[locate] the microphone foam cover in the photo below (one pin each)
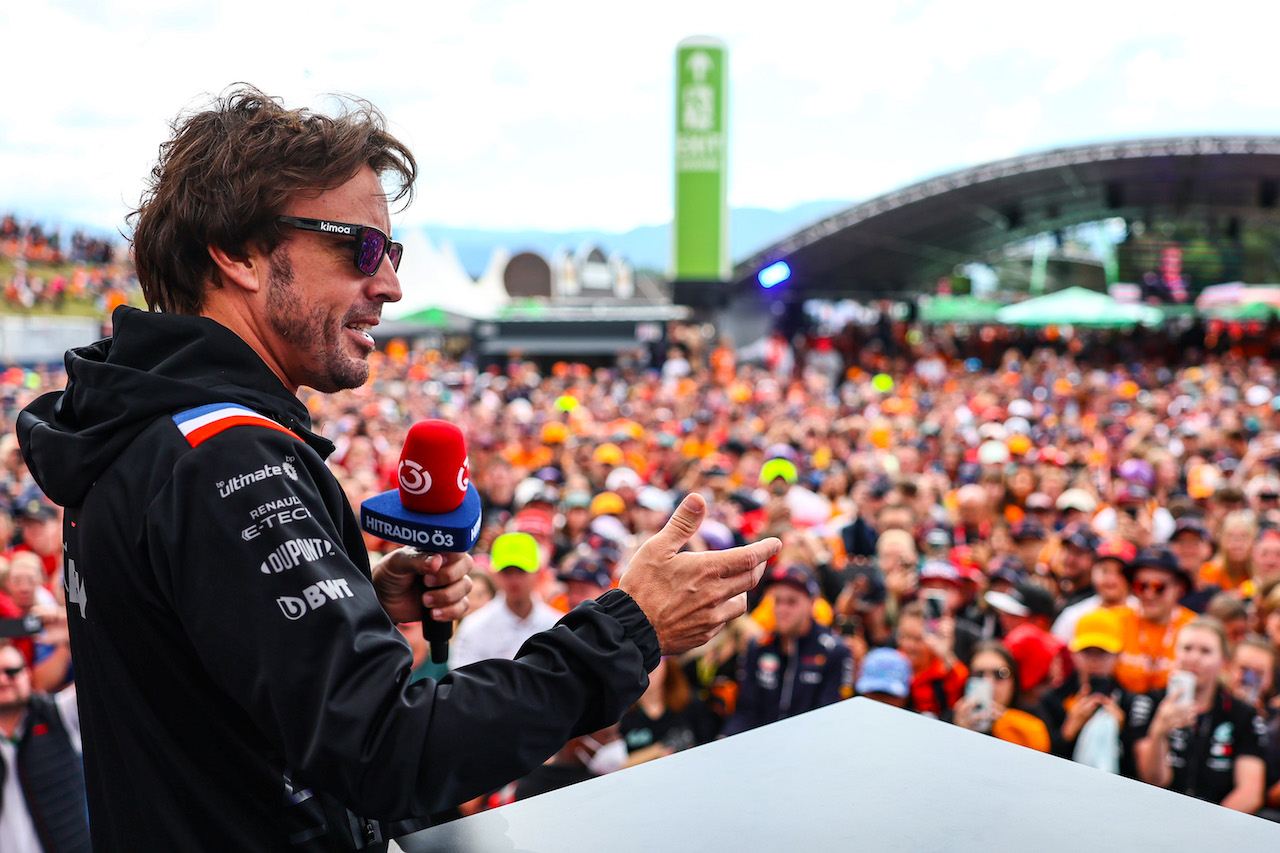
(433, 469)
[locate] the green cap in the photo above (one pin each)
(776, 468)
(517, 550)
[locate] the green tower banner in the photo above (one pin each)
(700, 228)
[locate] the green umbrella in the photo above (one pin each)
(1242, 311)
(1078, 306)
(433, 318)
(959, 309)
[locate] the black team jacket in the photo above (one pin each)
(241, 688)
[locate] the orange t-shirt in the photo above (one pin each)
(1147, 656)
(1214, 574)
(1022, 728)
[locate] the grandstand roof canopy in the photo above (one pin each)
(904, 241)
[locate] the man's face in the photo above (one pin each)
(1266, 556)
(1077, 561)
(515, 583)
(14, 689)
(318, 305)
(1095, 662)
(791, 610)
(1252, 665)
(910, 642)
(1109, 582)
(1157, 592)
(42, 536)
(23, 579)
(1191, 550)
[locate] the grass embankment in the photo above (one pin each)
(69, 305)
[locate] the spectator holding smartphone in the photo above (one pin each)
(1201, 740)
(937, 674)
(1087, 714)
(1000, 716)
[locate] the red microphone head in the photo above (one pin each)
(433, 469)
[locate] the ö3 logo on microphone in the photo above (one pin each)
(415, 479)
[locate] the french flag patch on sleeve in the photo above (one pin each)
(202, 423)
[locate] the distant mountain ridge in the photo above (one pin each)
(647, 247)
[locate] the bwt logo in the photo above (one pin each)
(414, 478)
(314, 597)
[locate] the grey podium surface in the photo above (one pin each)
(854, 775)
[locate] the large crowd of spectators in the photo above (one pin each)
(50, 270)
(1069, 543)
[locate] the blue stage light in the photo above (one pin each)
(775, 274)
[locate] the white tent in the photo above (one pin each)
(434, 277)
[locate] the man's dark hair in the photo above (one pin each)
(228, 172)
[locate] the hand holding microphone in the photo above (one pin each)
(435, 510)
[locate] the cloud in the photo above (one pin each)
(558, 113)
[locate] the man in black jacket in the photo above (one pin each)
(242, 684)
(799, 666)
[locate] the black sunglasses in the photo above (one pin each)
(371, 245)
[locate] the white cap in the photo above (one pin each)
(650, 497)
(621, 478)
(1262, 483)
(993, 452)
(1020, 407)
(1077, 500)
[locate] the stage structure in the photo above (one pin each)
(854, 776)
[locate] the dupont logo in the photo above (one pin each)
(295, 552)
(314, 597)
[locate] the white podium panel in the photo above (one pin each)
(856, 775)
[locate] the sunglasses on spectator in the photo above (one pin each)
(371, 245)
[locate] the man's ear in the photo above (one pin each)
(243, 270)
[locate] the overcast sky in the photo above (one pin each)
(557, 114)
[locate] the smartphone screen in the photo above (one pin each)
(1182, 687)
(21, 626)
(935, 605)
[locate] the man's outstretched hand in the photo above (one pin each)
(689, 596)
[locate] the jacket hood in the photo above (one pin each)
(155, 364)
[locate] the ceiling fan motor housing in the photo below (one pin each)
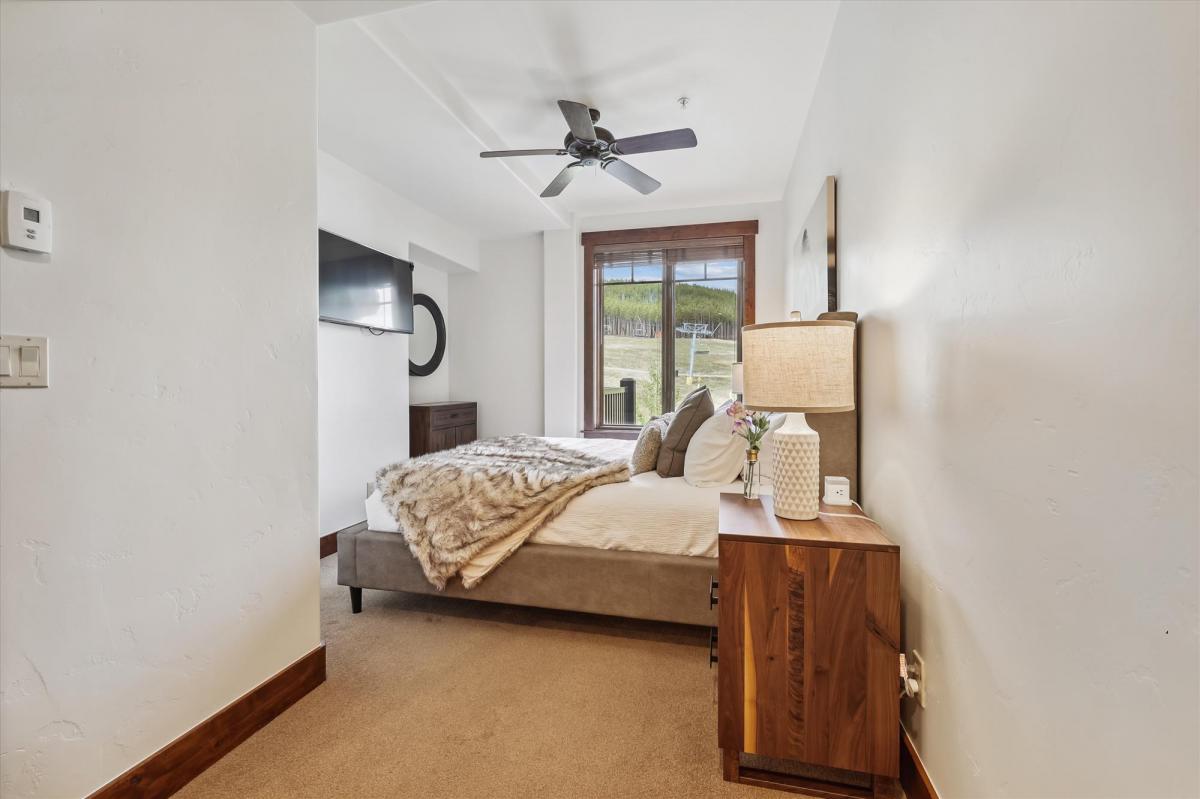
(589, 152)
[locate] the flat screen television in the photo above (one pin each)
(364, 287)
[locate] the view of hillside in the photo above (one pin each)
(633, 336)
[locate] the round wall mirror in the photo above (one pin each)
(427, 344)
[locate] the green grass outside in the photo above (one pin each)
(641, 359)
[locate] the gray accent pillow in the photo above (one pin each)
(690, 414)
(649, 440)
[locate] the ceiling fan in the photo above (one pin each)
(591, 145)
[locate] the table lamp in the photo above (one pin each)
(798, 367)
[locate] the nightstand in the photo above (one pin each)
(808, 650)
(435, 426)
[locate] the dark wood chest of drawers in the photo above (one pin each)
(435, 426)
(809, 643)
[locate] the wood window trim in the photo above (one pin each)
(747, 229)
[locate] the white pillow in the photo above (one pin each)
(714, 455)
(767, 451)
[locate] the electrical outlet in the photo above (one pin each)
(917, 672)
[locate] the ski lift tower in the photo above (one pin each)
(696, 330)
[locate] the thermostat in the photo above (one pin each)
(27, 222)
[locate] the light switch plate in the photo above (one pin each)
(27, 362)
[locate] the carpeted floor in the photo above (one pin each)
(436, 697)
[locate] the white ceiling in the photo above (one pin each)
(411, 96)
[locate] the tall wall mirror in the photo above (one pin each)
(814, 263)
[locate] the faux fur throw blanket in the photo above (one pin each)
(454, 503)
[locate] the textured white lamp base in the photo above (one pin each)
(797, 469)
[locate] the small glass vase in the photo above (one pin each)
(749, 475)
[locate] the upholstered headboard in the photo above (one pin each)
(839, 432)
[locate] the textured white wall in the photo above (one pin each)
(563, 290)
(364, 386)
(1018, 208)
(160, 498)
(496, 336)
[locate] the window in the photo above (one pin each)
(664, 311)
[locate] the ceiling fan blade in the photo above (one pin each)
(579, 119)
(654, 142)
(630, 175)
(509, 154)
(561, 180)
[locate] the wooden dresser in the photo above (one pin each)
(808, 650)
(435, 426)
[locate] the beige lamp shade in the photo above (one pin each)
(798, 366)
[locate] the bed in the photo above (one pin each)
(643, 550)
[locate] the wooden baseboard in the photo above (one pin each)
(183, 760)
(913, 778)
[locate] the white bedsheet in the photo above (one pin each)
(648, 514)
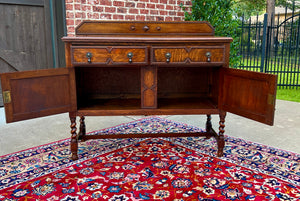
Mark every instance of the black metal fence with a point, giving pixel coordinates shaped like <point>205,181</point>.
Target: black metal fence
<point>273,48</point>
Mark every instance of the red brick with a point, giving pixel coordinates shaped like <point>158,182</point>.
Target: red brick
<point>97,9</point>
<point>106,2</point>
<point>69,15</point>
<point>160,6</point>
<point>122,10</point>
<point>129,17</point>
<point>150,5</point>
<point>69,7</point>
<point>86,8</point>
<point>78,15</point>
<point>141,5</point>
<point>159,18</point>
<point>168,7</point>
<point>150,18</point>
<point>118,17</point>
<point>106,16</point>
<point>163,12</point>
<point>178,19</point>
<point>130,4</point>
<point>110,9</point>
<point>96,16</point>
<point>119,3</point>
<point>78,22</point>
<point>172,13</point>
<point>154,12</point>
<point>70,22</point>
<point>77,6</point>
<point>180,14</point>
<point>133,11</point>
<point>144,11</point>
<point>140,18</point>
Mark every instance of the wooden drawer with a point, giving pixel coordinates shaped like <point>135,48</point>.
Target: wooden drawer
<point>207,55</point>
<point>116,55</point>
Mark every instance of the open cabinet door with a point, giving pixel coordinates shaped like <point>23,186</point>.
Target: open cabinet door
<point>31,94</point>
<point>248,94</point>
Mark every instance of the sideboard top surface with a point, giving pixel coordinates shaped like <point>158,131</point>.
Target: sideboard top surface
<point>146,31</point>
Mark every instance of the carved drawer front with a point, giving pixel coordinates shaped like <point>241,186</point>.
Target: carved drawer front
<point>116,55</point>
<point>208,55</point>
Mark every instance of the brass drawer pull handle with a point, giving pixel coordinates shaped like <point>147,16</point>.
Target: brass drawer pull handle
<point>168,56</point>
<point>208,55</point>
<point>89,56</point>
<point>146,28</point>
<point>130,55</point>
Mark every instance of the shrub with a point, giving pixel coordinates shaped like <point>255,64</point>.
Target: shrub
<point>220,14</point>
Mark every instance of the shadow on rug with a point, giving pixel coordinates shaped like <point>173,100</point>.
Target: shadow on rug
<point>151,169</point>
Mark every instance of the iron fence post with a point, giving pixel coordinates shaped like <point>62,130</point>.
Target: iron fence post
<point>263,45</point>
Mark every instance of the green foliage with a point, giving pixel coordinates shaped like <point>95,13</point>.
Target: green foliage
<point>220,14</point>
<point>249,8</point>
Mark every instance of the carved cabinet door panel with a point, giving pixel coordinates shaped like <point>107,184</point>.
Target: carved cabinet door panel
<point>248,94</point>
<point>31,94</point>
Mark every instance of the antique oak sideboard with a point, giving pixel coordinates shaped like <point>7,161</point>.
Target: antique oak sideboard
<point>141,68</point>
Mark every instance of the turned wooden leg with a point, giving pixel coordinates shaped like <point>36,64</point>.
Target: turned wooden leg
<point>74,141</point>
<point>208,123</point>
<point>221,141</point>
<point>82,130</point>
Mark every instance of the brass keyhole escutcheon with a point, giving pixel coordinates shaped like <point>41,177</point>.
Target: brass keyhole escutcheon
<point>89,56</point>
<point>130,56</point>
<point>146,28</point>
<point>168,56</point>
<point>208,55</point>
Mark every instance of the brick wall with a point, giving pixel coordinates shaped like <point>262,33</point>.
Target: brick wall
<point>140,10</point>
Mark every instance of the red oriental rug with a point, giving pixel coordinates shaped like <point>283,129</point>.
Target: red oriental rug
<point>151,169</point>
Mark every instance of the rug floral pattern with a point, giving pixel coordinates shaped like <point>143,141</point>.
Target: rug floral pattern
<point>151,169</point>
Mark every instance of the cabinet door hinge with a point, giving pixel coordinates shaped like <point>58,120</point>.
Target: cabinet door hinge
<point>271,99</point>
<point>6,97</point>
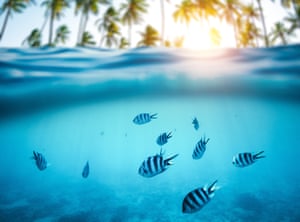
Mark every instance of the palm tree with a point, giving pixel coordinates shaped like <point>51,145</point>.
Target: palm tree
<point>54,10</point>
<point>149,37</point>
<point>294,20</point>
<point>86,7</point>
<point>279,31</point>
<point>229,11</point>
<point>34,39</point>
<point>206,8</point>
<point>215,36</point>
<point>123,43</point>
<point>262,17</point>
<point>108,22</point>
<point>248,34</point>
<point>184,12</point>
<point>290,3</point>
<point>132,14</point>
<point>87,40</point>
<point>10,7</point>
<point>249,15</point>
<point>111,36</point>
<point>62,34</point>
<point>162,11</point>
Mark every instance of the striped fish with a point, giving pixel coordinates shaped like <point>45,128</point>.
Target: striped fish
<point>200,148</point>
<point>163,138</point>
<point>40,161</point>
<point>195,123</point>
<point>143,118</point>
<point>246,159</point>
<point>198,198</point>
<point>154,165</point>
<point>86,170</point>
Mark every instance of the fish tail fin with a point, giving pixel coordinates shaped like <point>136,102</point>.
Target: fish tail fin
<point>168,160</point>
<point>257,156</point>
<point>212,188</point>
<point>34,155</point>
<point>153,116</point>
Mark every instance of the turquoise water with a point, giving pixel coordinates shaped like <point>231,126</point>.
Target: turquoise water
<point>77,105</point>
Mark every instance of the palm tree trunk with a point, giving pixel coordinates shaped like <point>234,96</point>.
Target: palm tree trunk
<point>235,31</point>
<point>84,24</point>
<point>263,23</point>
<point>51,27</point>
<point>296,11</point>
<point>80,32</point>
<point>44,24</point>
<point>129,34</point>
<point>283,40</point>
<point>162,8</point>
<point>5,23</point>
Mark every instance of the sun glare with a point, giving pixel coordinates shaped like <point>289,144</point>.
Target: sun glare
<point>203,37</point>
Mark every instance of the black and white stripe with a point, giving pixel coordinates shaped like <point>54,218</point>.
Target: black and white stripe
<point>198,198</point>
<point>86,170</point>
<point>200,148</point>
<point>195,123</point>
<point>143,118</point>
<point>154,165</point>
<point>40,161</point>
<point>163,138</point>
<point>246,159</point>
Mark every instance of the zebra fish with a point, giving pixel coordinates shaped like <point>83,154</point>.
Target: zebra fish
<point>154,165</point>
<point>163,138</point>
<point>40,161</point>
<point>246,159</point>
<point>198,198</point>
<point>200,148</point>
<point>195,123</point>
<point>143,118</point>
<point>86,170</point>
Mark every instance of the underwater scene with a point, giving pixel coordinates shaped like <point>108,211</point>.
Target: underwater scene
<point>150,134</point>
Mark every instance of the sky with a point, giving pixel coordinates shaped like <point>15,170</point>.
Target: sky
<point>196,37</point>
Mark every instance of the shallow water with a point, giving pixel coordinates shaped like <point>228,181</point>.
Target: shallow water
<point>74,105</point>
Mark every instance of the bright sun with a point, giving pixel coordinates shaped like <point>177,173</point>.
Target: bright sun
<point>197,36</point>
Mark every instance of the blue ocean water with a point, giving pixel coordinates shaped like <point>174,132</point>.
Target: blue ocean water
<point>77,105</point>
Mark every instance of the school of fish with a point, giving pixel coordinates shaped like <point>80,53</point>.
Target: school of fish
<point>156,164</point>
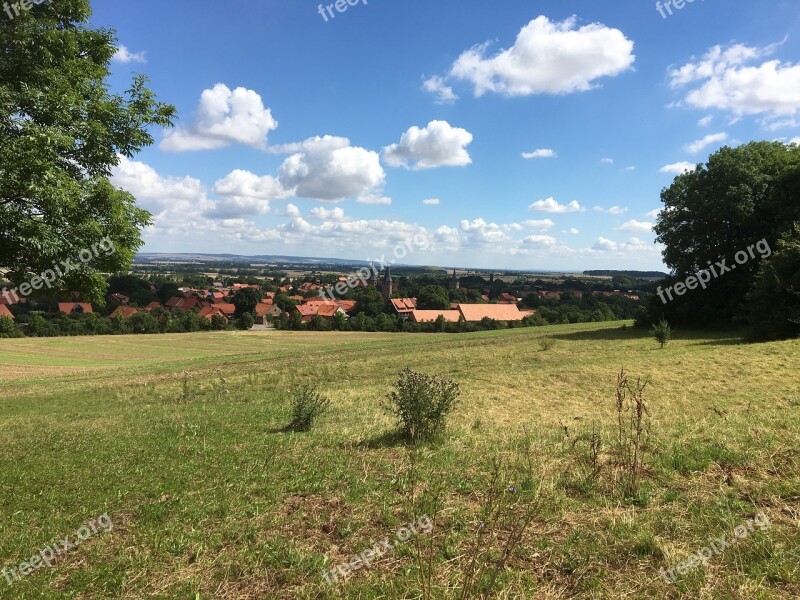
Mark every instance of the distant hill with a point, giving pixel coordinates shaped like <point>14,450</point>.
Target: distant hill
<point>634,274</point>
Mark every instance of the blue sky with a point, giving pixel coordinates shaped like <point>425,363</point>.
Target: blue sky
<point>302,136</point>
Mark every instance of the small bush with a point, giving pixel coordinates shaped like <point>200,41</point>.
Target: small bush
<point>421,403</point>
<point>546,344</point>
<point>307,405</point>
<point>662,332</point>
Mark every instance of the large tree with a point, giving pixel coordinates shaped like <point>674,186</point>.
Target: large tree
<point>61,133</point>
<point>773,306</point>
<point>741,196</point>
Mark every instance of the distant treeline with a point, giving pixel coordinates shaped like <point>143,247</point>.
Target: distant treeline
<point>632,274</point>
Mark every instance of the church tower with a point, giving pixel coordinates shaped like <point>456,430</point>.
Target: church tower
<point>454,282</point>
<point>388,284</point>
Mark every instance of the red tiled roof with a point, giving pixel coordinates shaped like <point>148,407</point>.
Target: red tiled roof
<point>404,305</point>
<point>69,308</point>
<point>423,316</point>
<point>498,312</point>
<point>226,309</point>
<point>126,312</point>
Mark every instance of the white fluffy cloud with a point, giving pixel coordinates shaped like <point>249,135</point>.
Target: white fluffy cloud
<point>125,56</point>
<point>539,224</point>
<point>634,226</point>
<point>329,168</point>
<point>614,210</point>
<point>728,81</point>
<point>324,214</point>
<point>548,58</point>
<point>678,168</point>
<point>550,205</point>
<point>437,85</point>
<point>539,241</point>
<point>540,153</point>
<point>437,145</point>
<point>479,232</point>
<point>245,193</point>
<point>703,143</point>
<point>224,117</point>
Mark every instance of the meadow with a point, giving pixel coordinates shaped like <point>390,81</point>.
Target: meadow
<point>180,440</point>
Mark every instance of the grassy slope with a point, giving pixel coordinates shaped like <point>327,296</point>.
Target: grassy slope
<point>208,496</point>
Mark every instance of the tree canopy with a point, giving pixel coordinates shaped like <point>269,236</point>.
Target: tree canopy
<point>741,196</point>
<point>61,133</point>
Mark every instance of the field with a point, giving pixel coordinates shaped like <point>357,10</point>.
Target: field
<point>180,440</point>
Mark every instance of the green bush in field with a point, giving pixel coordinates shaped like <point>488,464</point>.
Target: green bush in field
<point>307,405</point>
<point>421,403</point>
<point>662,332</point>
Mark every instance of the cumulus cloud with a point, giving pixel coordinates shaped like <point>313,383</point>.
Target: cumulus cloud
<point>678,168</point>
<point>633,246</point>
<point>437,85</point>
<point>728,80</point>
<point>540,153</point>
<point>614,210</point>
<point>539,224</point>
<point>479,232</point>
<point>634,226</point>
<point>550,205</point>
<point>329,168</point>
<point>539,241</point>
<point>437,145</point>
<point>224,117</point>
<point>125,56</point>
<point>245,193</point>
<point>323,214</point>
<point>703,143</point>
<point>549,57</point>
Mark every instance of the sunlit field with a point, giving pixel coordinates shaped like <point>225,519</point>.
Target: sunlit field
<point>180,440</point>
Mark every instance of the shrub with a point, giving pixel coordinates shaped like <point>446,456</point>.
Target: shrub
<point>8,328</point>
<point>662,332</point>
<point>307,405</point>
<point>546,344</point>
<point>421,403</point>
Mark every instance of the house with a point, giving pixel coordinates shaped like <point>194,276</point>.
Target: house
<point>227,309</point>
<point>265,312</point>
<point>506,298</point>
<point>325,309</point>
<point>124,312</point>
<point>209,312</point>
<point>74,308</point>
<point>426,316</point>
<point>474,313</point>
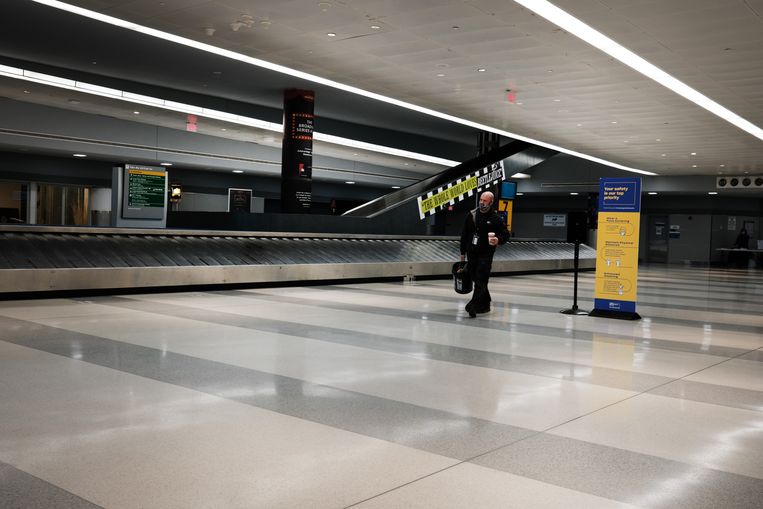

********

• _Written problem_
Can you copy the records above again, from the very first line through the line with "(1022, 728)" (including that line), keeping the requests and multiplying every coordinate in the answers by 1.55, rounded to whole numbers with halves going up? Leave the pictures out.

• _Worked answer_
[locate] the microphone foam cover in the photo below (one pin each)
(671, 727)
[locate] the green cap in the photo above (one pin each)
(1203, 725)
(801, 853)
[locate] the green tower banner in the photo above (one pin each)
(1085, 353)
[locate] the green umbrella in the photo above (one pin each)
(1925, 482)
(1671, 474)
(671, 493)
(1486, 479)
[locate] the black team jacket in the photo above (one pin each)
(374, 1066)
[locate] the orange t-shirt in the photo above (one pin each)
(1778, 1017)
(1882, 890)
(1584, 1128)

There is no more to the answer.